# President Bush



## Motorhomersimpson (May 9, 2005)

President Bush was visiting a primary school. One of the classes was in 
the middle of a discussion related to words and their meanings. 

The teacher asked the president if he would like to lead the 
discussion on the word "tragedy." So the illustrious leader asked the 
class for an example of a "tragedy." 

One little boy stood up and offered, "If my best friend, who lives on a 
farm, is playing in the field and a tractor runs him over and kills him, 
that would be a tragedy." "No," said Bush, "that would be an accident." 

A little girl raised her hand: "If a school bus carrying 50 children 
drove over a cliff, killing everyone inside, that would be a tragedy." 
"I'm afraid not" explained the president. "That's what we would call a 
great loss." 

The room went silent. No other children volunteered. Bush searched the 
room. "Isn't there someone here who can give me an example of tragedy?" 

Finally at the back of the room a small boy raised his hand. In a quiet 
voice he said: "If Air Force One carrying Mr and Mrs Bush was struck by 
a "friendly fire" missile and blown to smithereens, that would be a 
tragedy." 

"Fantastic!" exclaimed Bush. "That's right. And can you tell me why that 
would be a tragedy?" "Well," says the boy, "it has to be a tragedy, 
because it certainly wouldn't be a great loss and it probably wouldn't 
be an accident either."

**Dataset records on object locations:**
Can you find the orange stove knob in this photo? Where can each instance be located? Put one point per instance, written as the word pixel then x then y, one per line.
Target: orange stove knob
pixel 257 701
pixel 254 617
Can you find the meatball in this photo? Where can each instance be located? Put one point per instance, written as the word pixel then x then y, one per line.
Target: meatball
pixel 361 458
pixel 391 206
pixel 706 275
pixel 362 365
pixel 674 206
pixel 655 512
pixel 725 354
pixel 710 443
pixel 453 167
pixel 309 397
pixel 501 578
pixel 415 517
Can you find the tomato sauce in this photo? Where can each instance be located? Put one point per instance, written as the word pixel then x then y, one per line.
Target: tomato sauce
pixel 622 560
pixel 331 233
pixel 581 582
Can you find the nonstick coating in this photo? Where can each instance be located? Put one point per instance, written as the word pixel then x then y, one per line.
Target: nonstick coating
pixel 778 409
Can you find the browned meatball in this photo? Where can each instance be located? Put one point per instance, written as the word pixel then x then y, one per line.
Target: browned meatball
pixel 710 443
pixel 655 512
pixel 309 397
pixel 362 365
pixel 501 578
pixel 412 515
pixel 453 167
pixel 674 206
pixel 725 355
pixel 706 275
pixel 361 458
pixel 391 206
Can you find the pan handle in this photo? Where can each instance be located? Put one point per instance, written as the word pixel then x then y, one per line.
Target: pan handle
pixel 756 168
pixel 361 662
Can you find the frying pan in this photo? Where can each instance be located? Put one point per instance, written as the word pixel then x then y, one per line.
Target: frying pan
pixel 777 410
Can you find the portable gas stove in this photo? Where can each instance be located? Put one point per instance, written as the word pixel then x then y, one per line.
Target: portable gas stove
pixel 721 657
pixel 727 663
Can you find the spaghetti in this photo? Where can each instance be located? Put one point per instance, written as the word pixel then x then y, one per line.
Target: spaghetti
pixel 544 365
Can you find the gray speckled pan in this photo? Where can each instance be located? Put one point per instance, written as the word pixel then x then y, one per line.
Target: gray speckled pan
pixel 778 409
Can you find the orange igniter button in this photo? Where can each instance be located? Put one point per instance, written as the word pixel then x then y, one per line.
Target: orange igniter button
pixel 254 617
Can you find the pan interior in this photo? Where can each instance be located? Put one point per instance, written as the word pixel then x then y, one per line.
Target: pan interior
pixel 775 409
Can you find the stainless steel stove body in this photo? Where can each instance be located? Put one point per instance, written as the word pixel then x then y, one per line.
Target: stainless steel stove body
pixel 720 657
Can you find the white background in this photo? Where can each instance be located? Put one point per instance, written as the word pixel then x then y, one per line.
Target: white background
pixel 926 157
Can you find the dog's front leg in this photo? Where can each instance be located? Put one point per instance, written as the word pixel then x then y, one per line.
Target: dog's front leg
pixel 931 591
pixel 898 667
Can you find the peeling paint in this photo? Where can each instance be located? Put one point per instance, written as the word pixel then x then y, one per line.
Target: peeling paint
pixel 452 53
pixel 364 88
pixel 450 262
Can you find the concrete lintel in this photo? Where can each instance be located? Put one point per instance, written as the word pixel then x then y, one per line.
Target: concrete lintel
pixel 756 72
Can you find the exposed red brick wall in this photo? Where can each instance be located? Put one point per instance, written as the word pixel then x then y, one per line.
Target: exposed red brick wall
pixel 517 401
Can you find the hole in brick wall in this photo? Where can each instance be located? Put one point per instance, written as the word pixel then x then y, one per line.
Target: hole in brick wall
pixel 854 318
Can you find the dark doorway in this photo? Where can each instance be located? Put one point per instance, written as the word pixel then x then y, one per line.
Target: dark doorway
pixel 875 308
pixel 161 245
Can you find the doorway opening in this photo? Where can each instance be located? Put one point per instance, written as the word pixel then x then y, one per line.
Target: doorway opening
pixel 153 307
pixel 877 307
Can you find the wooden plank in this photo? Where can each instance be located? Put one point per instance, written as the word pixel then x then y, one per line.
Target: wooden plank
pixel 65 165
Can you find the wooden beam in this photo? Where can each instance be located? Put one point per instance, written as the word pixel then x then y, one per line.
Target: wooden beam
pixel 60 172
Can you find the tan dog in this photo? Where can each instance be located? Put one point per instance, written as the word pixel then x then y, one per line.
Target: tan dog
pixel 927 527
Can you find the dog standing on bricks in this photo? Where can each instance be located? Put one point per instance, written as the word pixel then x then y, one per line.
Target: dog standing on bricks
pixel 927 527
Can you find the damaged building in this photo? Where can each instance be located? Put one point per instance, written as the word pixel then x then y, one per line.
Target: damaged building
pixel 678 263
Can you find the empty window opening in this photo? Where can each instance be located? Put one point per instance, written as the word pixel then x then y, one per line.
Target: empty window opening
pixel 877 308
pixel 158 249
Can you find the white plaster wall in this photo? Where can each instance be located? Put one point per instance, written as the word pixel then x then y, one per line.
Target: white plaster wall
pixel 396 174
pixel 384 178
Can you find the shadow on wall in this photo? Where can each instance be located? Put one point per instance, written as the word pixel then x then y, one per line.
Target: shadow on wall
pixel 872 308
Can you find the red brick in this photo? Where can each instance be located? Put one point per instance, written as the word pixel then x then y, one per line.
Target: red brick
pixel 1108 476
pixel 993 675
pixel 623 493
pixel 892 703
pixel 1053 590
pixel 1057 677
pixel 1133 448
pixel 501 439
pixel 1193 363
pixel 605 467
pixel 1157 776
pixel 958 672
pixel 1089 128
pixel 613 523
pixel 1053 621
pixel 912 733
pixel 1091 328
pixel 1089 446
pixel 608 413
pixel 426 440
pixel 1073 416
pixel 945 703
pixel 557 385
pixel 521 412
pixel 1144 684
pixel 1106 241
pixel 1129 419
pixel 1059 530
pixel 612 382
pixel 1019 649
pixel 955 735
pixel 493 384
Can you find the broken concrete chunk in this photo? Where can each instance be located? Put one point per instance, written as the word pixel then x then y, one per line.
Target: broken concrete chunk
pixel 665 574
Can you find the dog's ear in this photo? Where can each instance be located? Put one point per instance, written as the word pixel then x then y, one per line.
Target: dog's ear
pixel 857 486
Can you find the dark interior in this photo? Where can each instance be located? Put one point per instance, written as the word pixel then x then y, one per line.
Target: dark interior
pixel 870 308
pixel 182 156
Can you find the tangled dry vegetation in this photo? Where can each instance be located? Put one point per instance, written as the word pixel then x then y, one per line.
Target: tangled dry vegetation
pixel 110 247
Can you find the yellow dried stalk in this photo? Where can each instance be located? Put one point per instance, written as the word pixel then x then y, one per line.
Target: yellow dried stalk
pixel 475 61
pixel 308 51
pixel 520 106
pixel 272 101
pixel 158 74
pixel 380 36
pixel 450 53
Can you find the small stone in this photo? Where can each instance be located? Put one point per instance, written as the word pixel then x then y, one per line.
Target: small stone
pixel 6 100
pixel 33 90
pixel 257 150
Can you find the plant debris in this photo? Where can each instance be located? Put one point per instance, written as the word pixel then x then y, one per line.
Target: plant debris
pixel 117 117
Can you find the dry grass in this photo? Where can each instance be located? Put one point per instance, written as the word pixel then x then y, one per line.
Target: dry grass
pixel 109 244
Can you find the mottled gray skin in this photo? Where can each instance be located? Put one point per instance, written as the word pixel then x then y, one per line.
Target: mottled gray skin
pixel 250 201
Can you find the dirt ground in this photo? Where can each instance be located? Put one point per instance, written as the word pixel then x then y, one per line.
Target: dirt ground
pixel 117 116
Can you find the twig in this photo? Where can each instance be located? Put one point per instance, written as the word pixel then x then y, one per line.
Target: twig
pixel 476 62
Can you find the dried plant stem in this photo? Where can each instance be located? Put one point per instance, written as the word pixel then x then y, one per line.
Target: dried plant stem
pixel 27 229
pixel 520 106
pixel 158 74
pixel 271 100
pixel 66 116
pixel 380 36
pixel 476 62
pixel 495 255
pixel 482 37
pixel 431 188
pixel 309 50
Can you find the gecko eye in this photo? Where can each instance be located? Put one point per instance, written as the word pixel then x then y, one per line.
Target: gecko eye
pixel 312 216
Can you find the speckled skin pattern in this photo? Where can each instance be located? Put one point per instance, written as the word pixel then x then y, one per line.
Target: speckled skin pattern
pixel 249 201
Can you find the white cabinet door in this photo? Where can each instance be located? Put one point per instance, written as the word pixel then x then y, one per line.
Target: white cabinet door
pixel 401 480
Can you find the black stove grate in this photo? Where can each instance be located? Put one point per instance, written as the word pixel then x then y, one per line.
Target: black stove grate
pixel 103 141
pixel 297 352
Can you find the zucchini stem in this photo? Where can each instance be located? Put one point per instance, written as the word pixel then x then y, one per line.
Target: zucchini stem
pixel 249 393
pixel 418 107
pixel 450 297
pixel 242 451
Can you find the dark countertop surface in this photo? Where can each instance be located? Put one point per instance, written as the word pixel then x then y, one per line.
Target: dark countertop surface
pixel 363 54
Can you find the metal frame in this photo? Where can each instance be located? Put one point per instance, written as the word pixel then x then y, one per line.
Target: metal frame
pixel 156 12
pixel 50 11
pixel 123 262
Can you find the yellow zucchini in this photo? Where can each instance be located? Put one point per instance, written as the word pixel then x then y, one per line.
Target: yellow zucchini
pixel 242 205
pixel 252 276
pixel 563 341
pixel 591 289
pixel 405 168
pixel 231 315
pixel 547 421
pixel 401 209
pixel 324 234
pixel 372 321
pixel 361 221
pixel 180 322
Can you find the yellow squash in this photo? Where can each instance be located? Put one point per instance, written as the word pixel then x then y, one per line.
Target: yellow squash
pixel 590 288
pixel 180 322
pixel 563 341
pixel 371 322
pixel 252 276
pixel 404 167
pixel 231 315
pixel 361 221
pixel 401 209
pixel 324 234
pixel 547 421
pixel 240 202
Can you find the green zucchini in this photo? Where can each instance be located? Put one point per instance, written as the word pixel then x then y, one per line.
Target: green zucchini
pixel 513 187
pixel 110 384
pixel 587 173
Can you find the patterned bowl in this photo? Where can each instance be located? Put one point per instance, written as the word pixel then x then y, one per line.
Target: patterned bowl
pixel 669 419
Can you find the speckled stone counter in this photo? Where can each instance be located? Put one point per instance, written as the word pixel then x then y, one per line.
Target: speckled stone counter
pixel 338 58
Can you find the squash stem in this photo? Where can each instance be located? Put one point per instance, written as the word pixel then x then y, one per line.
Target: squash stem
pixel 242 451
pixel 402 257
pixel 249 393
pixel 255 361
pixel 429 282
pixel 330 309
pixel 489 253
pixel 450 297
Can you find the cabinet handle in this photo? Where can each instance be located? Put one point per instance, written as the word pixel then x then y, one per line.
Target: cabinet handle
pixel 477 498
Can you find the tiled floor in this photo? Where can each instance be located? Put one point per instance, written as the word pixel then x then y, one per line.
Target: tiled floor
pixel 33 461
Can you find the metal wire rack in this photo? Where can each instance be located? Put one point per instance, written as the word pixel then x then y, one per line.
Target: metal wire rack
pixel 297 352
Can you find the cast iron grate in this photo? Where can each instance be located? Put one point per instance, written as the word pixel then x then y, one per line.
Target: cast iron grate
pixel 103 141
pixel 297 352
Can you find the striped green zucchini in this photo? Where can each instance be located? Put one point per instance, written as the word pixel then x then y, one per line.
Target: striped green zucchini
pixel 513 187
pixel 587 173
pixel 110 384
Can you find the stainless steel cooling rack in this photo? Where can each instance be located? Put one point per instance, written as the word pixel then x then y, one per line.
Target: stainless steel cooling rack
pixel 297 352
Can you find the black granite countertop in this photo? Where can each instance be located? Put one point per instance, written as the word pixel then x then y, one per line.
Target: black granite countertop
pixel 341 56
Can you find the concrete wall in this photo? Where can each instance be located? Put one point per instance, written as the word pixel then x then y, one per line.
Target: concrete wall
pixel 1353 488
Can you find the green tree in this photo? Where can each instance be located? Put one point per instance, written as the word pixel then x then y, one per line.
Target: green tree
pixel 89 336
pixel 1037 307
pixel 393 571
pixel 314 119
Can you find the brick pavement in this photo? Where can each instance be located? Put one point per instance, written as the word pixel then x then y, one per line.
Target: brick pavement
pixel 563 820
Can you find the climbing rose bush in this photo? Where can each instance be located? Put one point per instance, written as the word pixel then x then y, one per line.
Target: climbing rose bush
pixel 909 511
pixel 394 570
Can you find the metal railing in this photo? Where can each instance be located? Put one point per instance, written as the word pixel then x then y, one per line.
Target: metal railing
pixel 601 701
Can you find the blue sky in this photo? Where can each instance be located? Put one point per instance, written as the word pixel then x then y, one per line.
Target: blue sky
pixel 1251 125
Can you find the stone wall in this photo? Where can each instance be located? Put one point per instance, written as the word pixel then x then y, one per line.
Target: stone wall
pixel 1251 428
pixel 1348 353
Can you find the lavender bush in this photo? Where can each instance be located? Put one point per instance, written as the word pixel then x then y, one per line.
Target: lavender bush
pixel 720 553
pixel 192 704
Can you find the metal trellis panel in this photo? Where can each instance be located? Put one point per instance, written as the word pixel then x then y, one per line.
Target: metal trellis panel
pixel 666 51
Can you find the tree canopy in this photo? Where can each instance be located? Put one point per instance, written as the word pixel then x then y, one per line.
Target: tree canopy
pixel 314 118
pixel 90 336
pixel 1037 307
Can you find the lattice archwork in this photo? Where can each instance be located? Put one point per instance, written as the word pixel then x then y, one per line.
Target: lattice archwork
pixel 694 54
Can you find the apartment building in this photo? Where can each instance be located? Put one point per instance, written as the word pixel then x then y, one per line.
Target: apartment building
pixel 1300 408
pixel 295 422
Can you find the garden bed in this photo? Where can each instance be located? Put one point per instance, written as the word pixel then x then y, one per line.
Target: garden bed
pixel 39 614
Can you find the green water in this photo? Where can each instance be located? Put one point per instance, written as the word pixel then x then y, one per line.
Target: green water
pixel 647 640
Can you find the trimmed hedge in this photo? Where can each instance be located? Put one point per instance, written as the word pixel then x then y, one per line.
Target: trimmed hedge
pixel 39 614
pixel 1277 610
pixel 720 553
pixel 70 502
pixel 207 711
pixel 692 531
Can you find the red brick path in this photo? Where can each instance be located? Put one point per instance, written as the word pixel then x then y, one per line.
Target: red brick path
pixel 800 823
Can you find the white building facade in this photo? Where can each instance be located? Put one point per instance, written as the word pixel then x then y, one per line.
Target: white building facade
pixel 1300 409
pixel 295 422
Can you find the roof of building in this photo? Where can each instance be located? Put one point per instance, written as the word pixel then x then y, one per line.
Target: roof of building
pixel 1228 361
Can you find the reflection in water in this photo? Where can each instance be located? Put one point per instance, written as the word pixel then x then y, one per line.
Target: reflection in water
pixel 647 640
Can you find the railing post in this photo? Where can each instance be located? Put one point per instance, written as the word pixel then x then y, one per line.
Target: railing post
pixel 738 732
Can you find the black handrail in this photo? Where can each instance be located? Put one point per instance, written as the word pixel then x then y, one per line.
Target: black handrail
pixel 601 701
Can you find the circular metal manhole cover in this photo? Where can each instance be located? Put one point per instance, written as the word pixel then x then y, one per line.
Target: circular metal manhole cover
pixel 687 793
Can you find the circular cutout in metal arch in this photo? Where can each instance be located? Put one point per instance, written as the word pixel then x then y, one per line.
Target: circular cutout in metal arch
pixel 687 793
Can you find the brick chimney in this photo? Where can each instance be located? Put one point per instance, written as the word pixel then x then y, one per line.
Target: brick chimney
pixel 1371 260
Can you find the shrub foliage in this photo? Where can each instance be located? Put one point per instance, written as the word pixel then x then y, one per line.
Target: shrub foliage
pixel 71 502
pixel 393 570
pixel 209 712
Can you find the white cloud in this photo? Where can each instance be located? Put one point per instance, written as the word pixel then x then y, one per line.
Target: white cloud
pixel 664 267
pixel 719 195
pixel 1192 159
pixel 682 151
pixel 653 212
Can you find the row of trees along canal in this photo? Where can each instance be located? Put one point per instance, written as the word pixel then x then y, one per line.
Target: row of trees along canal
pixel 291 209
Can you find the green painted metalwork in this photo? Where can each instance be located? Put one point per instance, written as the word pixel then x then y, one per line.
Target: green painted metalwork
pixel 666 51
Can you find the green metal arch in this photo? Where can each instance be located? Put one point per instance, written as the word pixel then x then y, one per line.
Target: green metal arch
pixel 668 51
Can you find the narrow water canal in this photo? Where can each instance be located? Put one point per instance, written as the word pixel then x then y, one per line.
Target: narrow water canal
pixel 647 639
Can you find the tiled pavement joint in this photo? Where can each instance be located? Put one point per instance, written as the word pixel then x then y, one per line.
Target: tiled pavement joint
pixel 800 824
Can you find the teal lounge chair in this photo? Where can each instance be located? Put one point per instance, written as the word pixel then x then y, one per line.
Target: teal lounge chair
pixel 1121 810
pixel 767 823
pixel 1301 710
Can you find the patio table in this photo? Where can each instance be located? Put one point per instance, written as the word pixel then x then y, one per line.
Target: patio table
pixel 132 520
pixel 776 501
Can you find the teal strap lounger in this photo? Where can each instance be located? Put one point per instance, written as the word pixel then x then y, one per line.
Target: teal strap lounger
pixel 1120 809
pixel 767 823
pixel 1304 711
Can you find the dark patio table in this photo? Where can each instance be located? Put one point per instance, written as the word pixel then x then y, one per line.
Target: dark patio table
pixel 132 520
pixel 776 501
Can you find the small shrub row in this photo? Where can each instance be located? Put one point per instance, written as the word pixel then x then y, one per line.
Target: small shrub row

**Complete the following:**
**A)** Can you extract the full forum post about President Bush, word for word?
**B)** Can you copy, word for word, the stretch of the records from the line containing "Can you find the dark countertop" through the line containing "pixel 123 262", and nothing else?

**Results:**
**A)**
# President Bush



## Motorhomersimpson (May 9, 2005)

President Bush was visiting a primary school. One of the classes was in 
the middle of a discussion related to words and their meanings. 

The teacher asked the president if he would like to lead the 
discussion on the word "tragedy." So the illustrious leader asked the 
class for an example of a "tragedy." 

One little boy stood up and offered, "If my best friend, who lives on a 
farm, is playing in the field and a tractor runs him over and kills him, 
that would be a tragedy." "No," said Bush, "that would be an accident." 

A little girl raised her hand: "If a school bus carrying 50 children 
drove over a cliff, killing everyone inside, that would be a tragedy." 
"I'm afraid not" explained the president. "That's what we would call a 
great loss." 

The room went silent. No other children volunteered. Bush searched the 
room. "Isn't there someone here who can give me an example of tragedy?" 

Finally at the back of the room a small boy raised his hand. In a quiet 
voice he said: "If Air Force One carrying Mr and Mrs Bush was struck by 
a "friendly fire" missile and blown to smithereens, that would be a 
tragedy." 

"Fantastic!" exclaimed Bush. "That's right. And can you tell me why that 
would be a tragedy?" "Well," says the boy, "it has to be a tragedy, 
because it certainly wouldn't be a great loss and it probably wouldn't 
be an accident either."

**B)**
Can you find the dark countertop surface in this photo? Where can each instance be located? Put one point per instance, written as the word pixel then x then y, one per line.
Target: dark countertop surface
pixel 363 54
Can you find the metal frame in this photo? Where can each instance be located? Put one point per instance, written as the word pixel then x then y, one per line.
Target: metal frame
pixel 156 12
pixel 50 11
pixel 123 262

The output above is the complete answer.